Kein Anspruch auf Stornogebühr bei Absage der Reise durch Reise­ver­an­stalter wegen Virus-PandemieFehlende Thera­pie­mög­lichkeit und Impfung begründet kostenloses Reise­rücktritts­recht

Storniert ein Reisender wegen einer Virus-Pandemie die Reise, so steht dem Reise­ver­an­stalter kein Anspruch auf Entschädigung gemäß § 651 h Abs. 1 Satz 3 BGB zu, wenn er ebenfalls die Reise absagt. Zudem begründet die fehlende Thera­pie­mög­lichkeit und Impfung ein kostenloses Reise­rücktritts­recht. Dies hat das Amtsgericht Stuttgart entschieden.

Dem Fall lag folgender Sachverhalt zugrunde: Wenige Tage vor Beginn einer mehrtägigen Flug- und Busrundreise durch Portugal im März 2020 erklärte die Reisende die Stornierung. Sie begründete dies mit dem sich ausbreitenden Corona-Virus. Die Reise­ver­an­stalterin sagte zwei Tage später ebenfalls die Reise ab. Dennoch verlangte sie von der Reisenden die Zahlung einer Stornogebühr. Da sich die Reisende weigerte dem nachzukommen, kam es zu einem Klageverfahren.

········

◆ **ARBEITSANWEISUNG**:
Stimmen diese Aussagen mit dem Ausgangstext überein: (a) Die Reisende stornierte die Reise, bevor die Veranstalterin sie absagte. (b) Die Rundreise sollte durch Spanien führen. (c) Entschieden hat das Landgericht Stuttgart. Antworten Sie jeweils mit Ja oder Nein und zitieren Sie die entscheidenden Worte des Ausgangstexts wörtlich. Für die Bearbeitung werden die Daten nicht benötigt.

◆ **ANGEZEIGTE DATEN**:
········

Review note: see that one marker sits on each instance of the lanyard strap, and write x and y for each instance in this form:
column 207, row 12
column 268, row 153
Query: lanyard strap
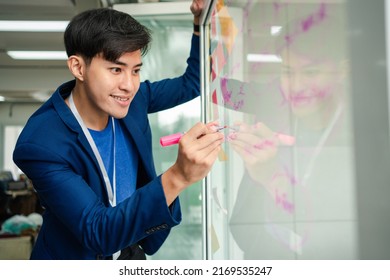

········

◆ **LÖSUNG**:
(a) Ja: „sagte zwei Tage später ebenfalls die Reise ab“
(b) Nein: „Flug- und Busrundreise durch Portugal“
(c) Nein: „Dies hat das Amtsgericht Stuttgart entschieden.“